→ Available data
───

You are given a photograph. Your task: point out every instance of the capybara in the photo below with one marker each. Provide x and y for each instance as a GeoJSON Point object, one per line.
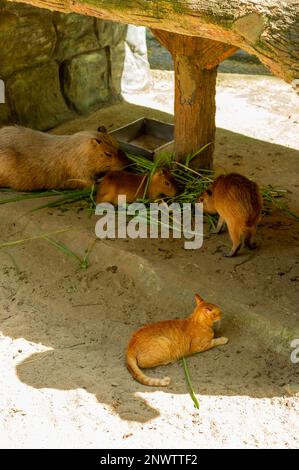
{"type": "Point", "coordinates": [135, 186]}
{"type": "Point", "coordinates": [238, 202]}
{"type": "Point", "coordinates": [33, 160]}
{"type": "Point", "coordinates": [167, 341]}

───

Every line of the listing is to be retyped exactly; pictures stay out.

You are given a photograph. Your task: point out every instance of the capybara in the photo below with one marker each. Provide x and y for each instance as a GeoJSON Point object, one per line.
{"type": "Point", "coordinates": [135, 186]}
{"type": "Point", "coordinates": [238, 202]}
{"type": "Point", "coordinates": [33, 160]}
{"type": "Point", "coordinates": [167, 341]}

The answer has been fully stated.